TEXTO APRESENTADO —
──────────

2. A mera repetição, nas conclusões, do que é dito na motivação, traduz-se em falta de conclusões, pois é igual a nada, repetir o que se disse antes na motivação – aliás, a Ré apresenta 205 conclusões!
3. Nos termos do n.º 2 al. b) do artigo 641.º do mesmo Código, a falta absoluta de alegações ou de conclusões gera o indeferimento do recurso, - Não estamos perante conclusões “deficientes, obscuras e complexas “, mas sim perante uma verdadeira ausência de conclusões, já que a mera reprodução integral do arrazoado do corpo das alegações para um outro capítulo intitulado de “conclusões“, traduz, do ponto de vista substancial, uma forma encapotada de omitir a total ausência de conclusões (com os efeitos do n.º 2, al. b), do artigo 641.º do CPC).
4. O douto Tribunal a quo goza do princípio da imediação, que se caracteriza pelo contacto pessoal entre o juiz e as diversas fontes de prova, isto é, existe uma relação de contacto directo, pessoal, entre o julgador e as pessoas cujas declarações valorou, com as coisas e documentos que serviram para fundamentar a decisão da matéria de facto, permitindo-lhe que se aperceba de todos os factos pertinentes para a resolução do litígio e uma valoração da prova expurgada, pelo menos tendencialmente, dos factores de falseamento e erro que as transmissões de conhecimento podem envolver – e foi nesse contexto que justificou, um a um, cada um dos factos provados, nomeadamente, referindo qual a prova testemunhal e documental que serviu de base para a comprovação de cada um dos pontos dados por provados.

──────────

EXCERTO DE ORIGEM —
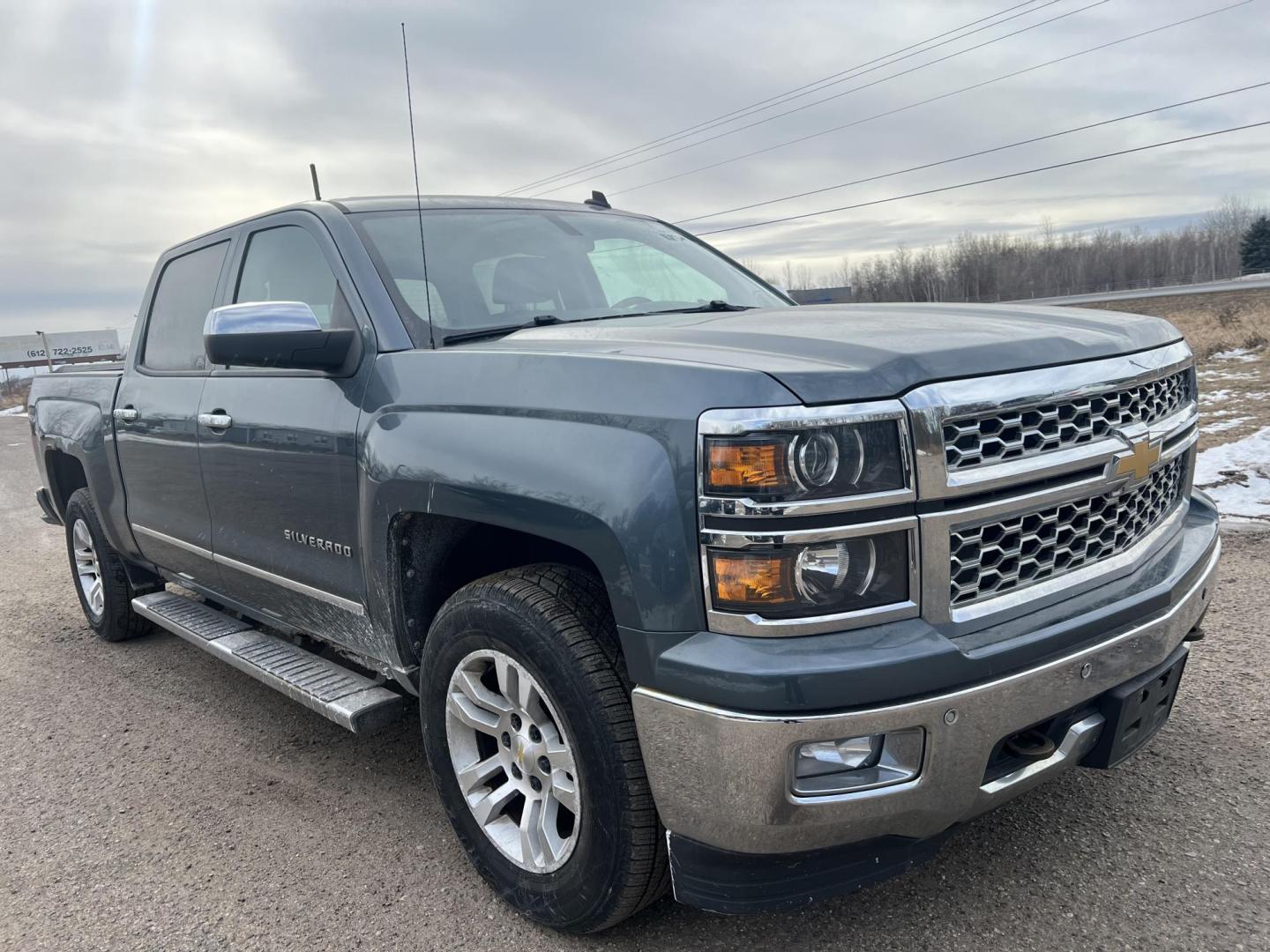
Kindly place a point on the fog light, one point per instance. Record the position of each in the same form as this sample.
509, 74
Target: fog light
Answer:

──────────

OBJETIVO — Devolva o trecho do texto apresentado entre "2. A mera repetição, nas" e "641.º do CPC).", inclusive, sem alterar nada.

RESPOSTA COMPLETA —
2. A mera repetição, nas conclusões, do que é dito na motivação, traduz-se em falta de conclusões, pois é igual a nada, repetir o que se disse antes na motivação – aliás, a Ré apresenta 205 conclusões!
3. Nos termos do n.º 2 al. b) do artigo 641.º do mesmo Código, a falta absoluta de alegações ou de conclusões gera o indeferimento do recurso, - Não estamos perante conclusões “deficientes, obscuras e complexas “, mas sim perante uma verdadeira ausência de conclusões, já que a mera reprodução integral do arrazoado do corpo das alegações para um outro capítulo intitulado de “conclusões“, traduz, do ponto de vista substancial, uma forma encapotada de omitir a total ausência de conclusões (com os efeitos do n.º 2, al. b), do artigo 641.º do CPC).